### ENTRIES SUPPLIED
····················
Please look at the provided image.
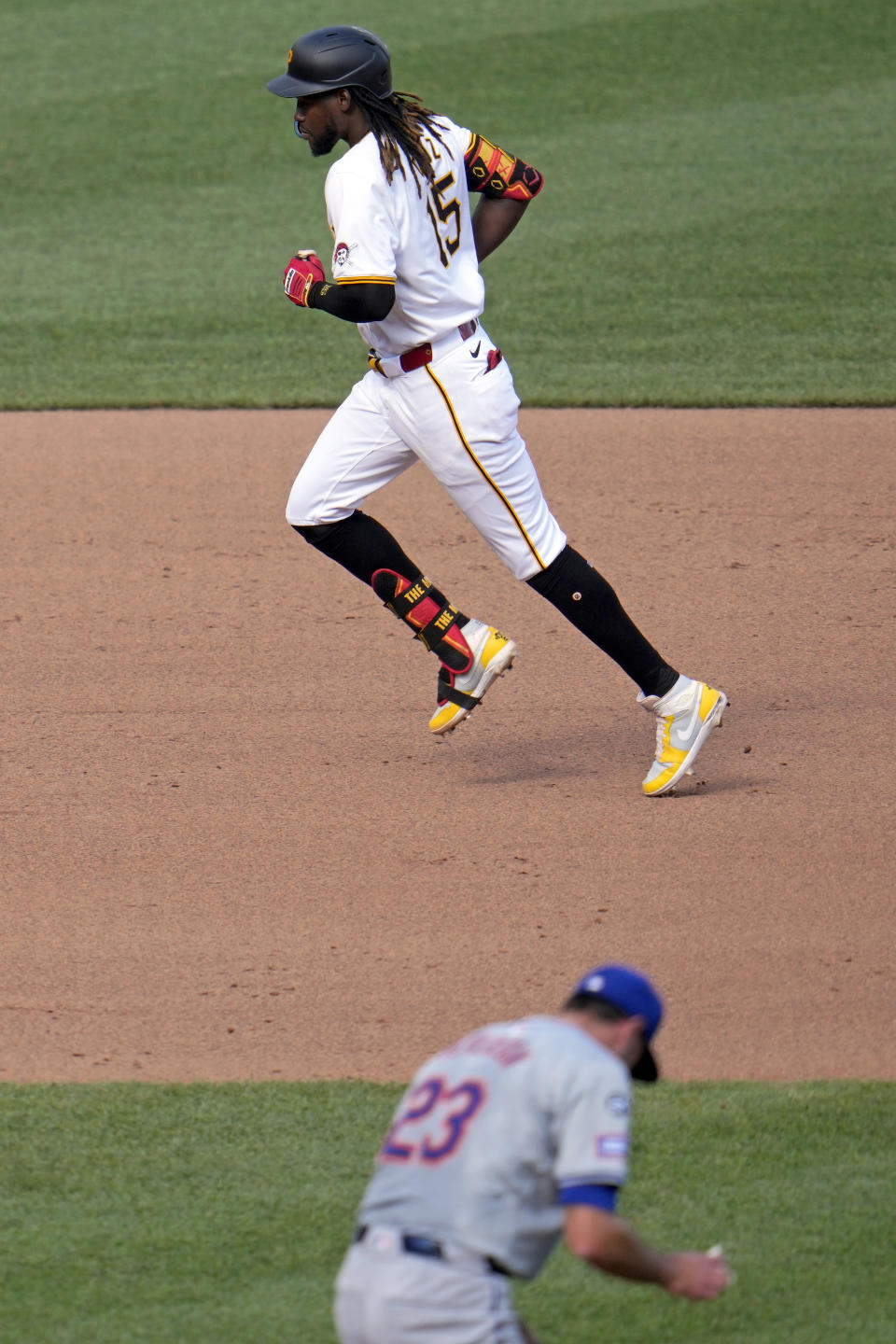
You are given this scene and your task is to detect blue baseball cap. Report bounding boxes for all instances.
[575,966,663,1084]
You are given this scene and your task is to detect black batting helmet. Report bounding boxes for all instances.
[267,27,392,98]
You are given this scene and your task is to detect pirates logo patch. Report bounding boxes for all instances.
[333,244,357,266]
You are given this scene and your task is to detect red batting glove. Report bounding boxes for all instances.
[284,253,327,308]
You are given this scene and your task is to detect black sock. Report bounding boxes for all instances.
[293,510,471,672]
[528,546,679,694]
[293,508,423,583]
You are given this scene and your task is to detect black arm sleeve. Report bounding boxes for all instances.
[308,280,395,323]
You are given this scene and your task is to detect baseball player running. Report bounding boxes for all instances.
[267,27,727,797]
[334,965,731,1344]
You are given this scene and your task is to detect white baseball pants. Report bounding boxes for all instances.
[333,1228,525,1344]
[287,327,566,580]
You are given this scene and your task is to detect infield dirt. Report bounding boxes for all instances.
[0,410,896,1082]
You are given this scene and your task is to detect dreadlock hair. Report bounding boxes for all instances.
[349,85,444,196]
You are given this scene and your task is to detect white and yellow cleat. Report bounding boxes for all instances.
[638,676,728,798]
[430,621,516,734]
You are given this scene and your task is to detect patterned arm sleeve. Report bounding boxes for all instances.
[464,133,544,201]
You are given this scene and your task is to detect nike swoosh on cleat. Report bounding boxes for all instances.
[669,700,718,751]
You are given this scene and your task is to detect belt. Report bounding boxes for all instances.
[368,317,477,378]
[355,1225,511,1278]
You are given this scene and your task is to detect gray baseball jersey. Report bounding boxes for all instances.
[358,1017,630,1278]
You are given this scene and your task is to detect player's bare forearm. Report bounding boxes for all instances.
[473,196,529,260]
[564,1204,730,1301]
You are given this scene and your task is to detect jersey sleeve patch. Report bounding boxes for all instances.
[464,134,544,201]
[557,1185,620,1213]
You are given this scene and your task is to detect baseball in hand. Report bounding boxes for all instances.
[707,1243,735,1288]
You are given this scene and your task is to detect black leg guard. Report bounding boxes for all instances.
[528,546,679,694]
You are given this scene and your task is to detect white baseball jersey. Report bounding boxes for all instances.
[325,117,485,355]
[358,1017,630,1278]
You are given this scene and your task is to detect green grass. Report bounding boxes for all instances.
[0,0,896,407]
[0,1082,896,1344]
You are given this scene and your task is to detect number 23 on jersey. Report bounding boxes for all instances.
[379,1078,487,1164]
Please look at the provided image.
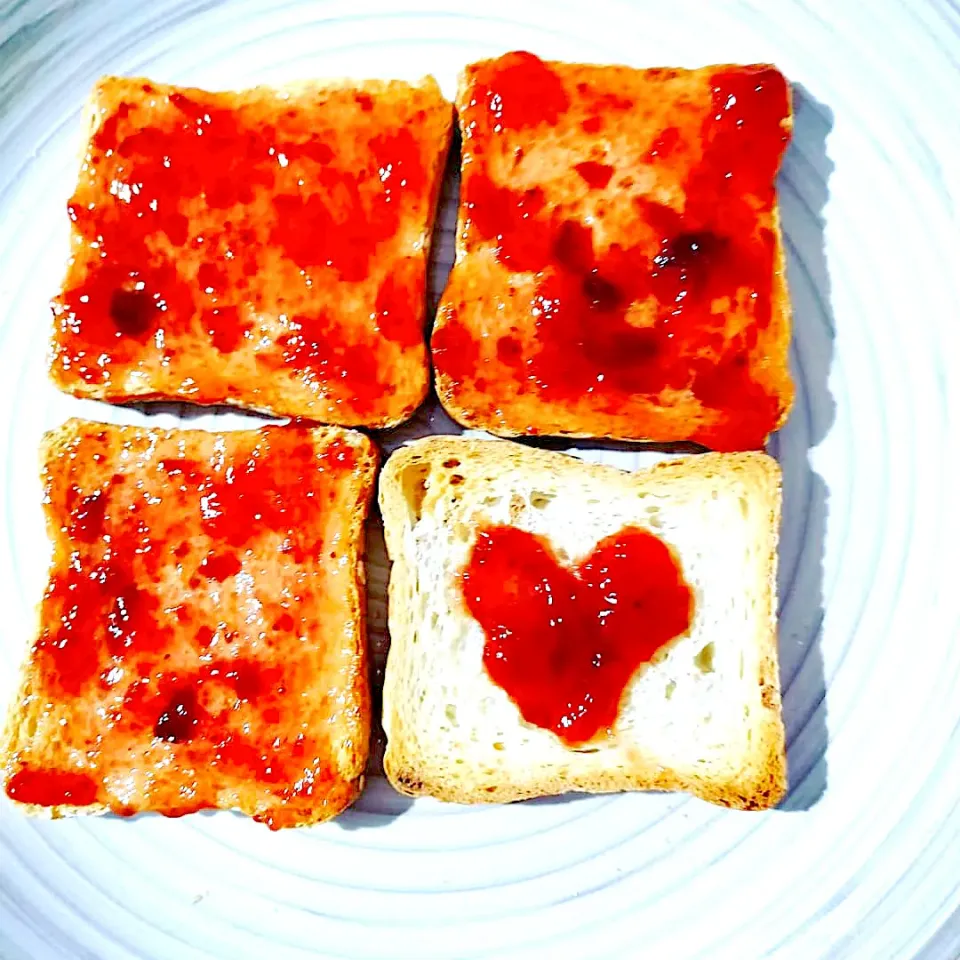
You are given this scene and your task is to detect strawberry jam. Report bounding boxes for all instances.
····················
### OBJECTIVE
Please write out every line above again, substituting "photo" for "scene" wherever it appears and changing nothing else. Omit the pictures.

### CORRECT OUTPUT
Please look at the provided image.
You are given this photo and your task is to detect blue baseball cap. Report bounding boxes for all instances.
[575,966,663,1084]
You are given this photo and your task is to detect black batting helmet. Report bounding boxes for all instances.
[267,27,392,98]
You are given this photo and your task is to detect pirates logo patch. Report bounding boxes for all instances.
[333,244,357,266]
You are given this photo and your task is to detect red batting glove. Report bounding boxes for all instances.
[284,253,327,308]
You are given this photo and your task is to detect black sock. Report bounding boxes for all instances.
[293,510,471,672]
[528,546,679,694]
[293,508,423,583]
You are given this photo and your task is to detect black arm sleeve. Report bounding boxes for all instances.
[308,280,395,323]
You are given this photo and your task is to detect baseball player running. Report bounding boxes for all instances.
[267,27,727,797]
[334,965,731,1344]
You are given this photo and your task is to detect white baseball pants. Report bounding boxes for all instances.
[333,1228,525,1344]
[287,327,566,580]
You are given this photo and your task is to detect infield dirt. Report bounding boxes for all instances.
[0,410,896,1082]
You are given this photo and your task is to detect dreadlock hair. Report bounding boxes for all instances.
[349,85,444,196]
You are given this photo and your task is to detect white and yellow cleat. Report bounding boxes for all instances.
[638,676,728,798]
[430,621,516,734]
You are given this photo and your task is to detect patterned arm sleeve. Report bounding boxes for all instances.
[464,133,544,201]
You are given this photo and your task is to detect nike swoosh on cleat. Report bounding boxes for all instances.
[669,700,718,751]
You are given this photo and your task is to detect belt. Report bounding boxes for all instances.
[368,317,477,378]
[355,1225,511,1278]
You are given this photo and your task is to detect gray baseball jersey. Report bounding boxes for all instances.
[358,1017,630,1278]
You are given this photo and your task is to detect player's bare forearm. Report bounding boxes for all instances.
[473,196,529,260]
[564,1204,730,1301]
You are given this photo and your task is to detect jersey sleeve patch. Report bounding boxes for all instances.
[464,134,544,201]
[557,1185,620,1213]
You are given this photo and your task is to detect baseball in hand. Report bounding boxes for all instances.
[707,1243,735,1288]
You are given this photo and your task is to detect black leg guard. Report bounding boxes for all instances.
[528,546,679,694]
You are given this photo and your task is to detect white baseball jersey. Report bounding boxes for all instances.
[325,117,485,355]
[358,1017,630,1278]
You are given this photo and your task is to detect green grass. Report bounding boxes for all instances.
[0,0,896,407]
[0,1082,896,1344]
You are given this photo and your task is to detect number 23 on jersey. Report bounding boxes for all instances.
[379,1078,487,1164]
Please look at the provided image.
You are given this photo and your task is to detect strawberry jam. Report bounding boxes for all instances.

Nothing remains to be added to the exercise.